• _ページ抜粋_:
Dr.セキュリティ®

脆弱性診断のやり方③
情報家電/IoT

この記事を書いた人

Dr.セキュリティ®
代表技術者 冨田 圭介

DFプロ認定資格保有
① CDFP-B(基礎資格)
② CDFP-P(実務者資格)
脆弱性診断士資格保有
冨田 圭介

3種類の方法をご紹介

IoT等に対するスーパー簡易的な脆弱性診断のやり方として、当記事では下記の2つの方法をご紹介します。

  • ①【素人向け】表層解析(脆弱性情報の検索)
  • ②【エンジニア向け】ポートスキャン(不意のポート開放の確認)
  • ③【素人・エンジニア共通】クラウドの確認
上記①・②・③は確認できる内容がそれぞれ異なります。①表層解析では「製品自体の脆弱性」を確認でき、②ポートスキャンでは「余計な機能による脆弱性」を確認できます。

またIoT等はクラウドと連携しているものも多く、その場合は機器自体だけでなくクラウドの脆弱性も強く影響しますので、クラウドのセキュリティ状態のチェックも必要です。このようにそれぞれで確認できる脆弱性の性質が異なりますので、どれか一つではなく全てを実行すると良いです。

ただし②ポートスキャンにはある程度のネットワークに関する知識が必要ですし、ポートを管理したことが無い人がスキャン結果を見てもチンプンカンプンで混乱するだけだと思います。そのため、「私は素人だ」という自覚がある人は①と③のみとする方が良く、そうではないエンジニアの方(ポートやファイアウォールのことを理解している)は、②ポートスキャンもお試し頂くと良いです。

それでは以降で①②③それぞれのやり方をご説明します。

①【素人向け】表層解析(脆弱性情報の検索)

概要

IoT等の製品自体に脆弱性があるか否かを確認するために、脆弱性情報のデータベースを製品型番で検索してみる、という脆弱性診断の方法を説明します。
大まかな流れは次の通りです。

  1. IoT等の型番等の情報をメモする
  2. 脆弱性情報のデータベースを検索する
  3. 検索結果を確認する
  4. 検出漏れを防ぐためにWeb検索も併用する

Step.1 型番等の確認

  1. 型番(品番、モデル番号などと表示される場合もあります)
  2. ファームウェアの名前とバージョン
  3. アプリの名前とバージョン
型番は機器に刻印や印字されている、またはラベルが貼ってあることが多いかと思いますが、もしそのような物が見当たらない場合は製品パッケージや納品明細などでご確認ください。

次に、ファームウェアの名前とバージョンをご確認下さい。ただしそれらは確認できる製品とそうでないものがあります。製品の説明書の中で、製品の管理画面へのアクセス方法やアップデート方法が書かれてある場合にはファームウェア情報を確認できるはずですので、説明書を参考にしてファームウェア名とバージョンを探して下さい。もし説明書にそのような記載がなくファームウェア情報を見ることができない場合は、その情報の取得は保留して下さい。

• _実施する課題_:
[1] IoT機器の脆弱性診断の記事によると、①表層解析ではどのような脆弱性を確認できますか。
[2] IoT機器の脆弱性診断の記事のうち、「IoT等に対するスーパー簡易」から「く全てを実行すると良いです。」までの部分を、一字一句変えずにそのまま繰り返してください。

• _データ抜粋_:
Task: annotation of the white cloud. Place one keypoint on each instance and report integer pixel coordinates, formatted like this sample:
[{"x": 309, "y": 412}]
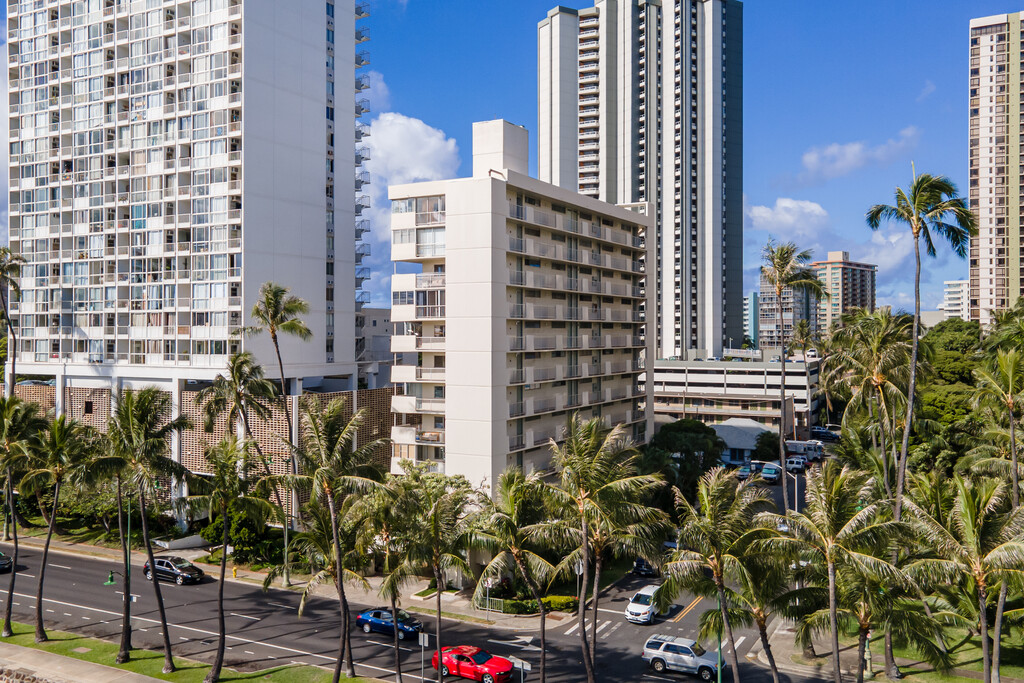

• _期待される結果_:
[1] 製品自体の脆弱性を確認できます。

[2]
IoT等に対するスーパー簡易的な脆弱性診断のやり方として、当記事では下記の2つの方法をご紹介します。

  • ①【素人向け】表層解析(脆弱性情報の検索)
  • ②【エンジニア向け】ポートスキャン(不意のポート開放の確認)
  • ③【素人・エンジニア共通】クラウドの確認
上記①・②・③は確認できる内容がそれぞれ異なります。①表層解析では「製品自体の脆弱性」を確認でき、②ポートスキャンでは「余計な機能による脆弱性」を確認できます。

またIoT等はクラウドと連携しているものも多く、その場合は機器自体だけでなくクラウドの脆弱性も強く影響しますので、クラウドのセキュリティ状態のチェックも必要です。このようにそれぞれで確認できる脆弱性の性質が異なりますので、どれか一つではなく全てを実行すると良いです。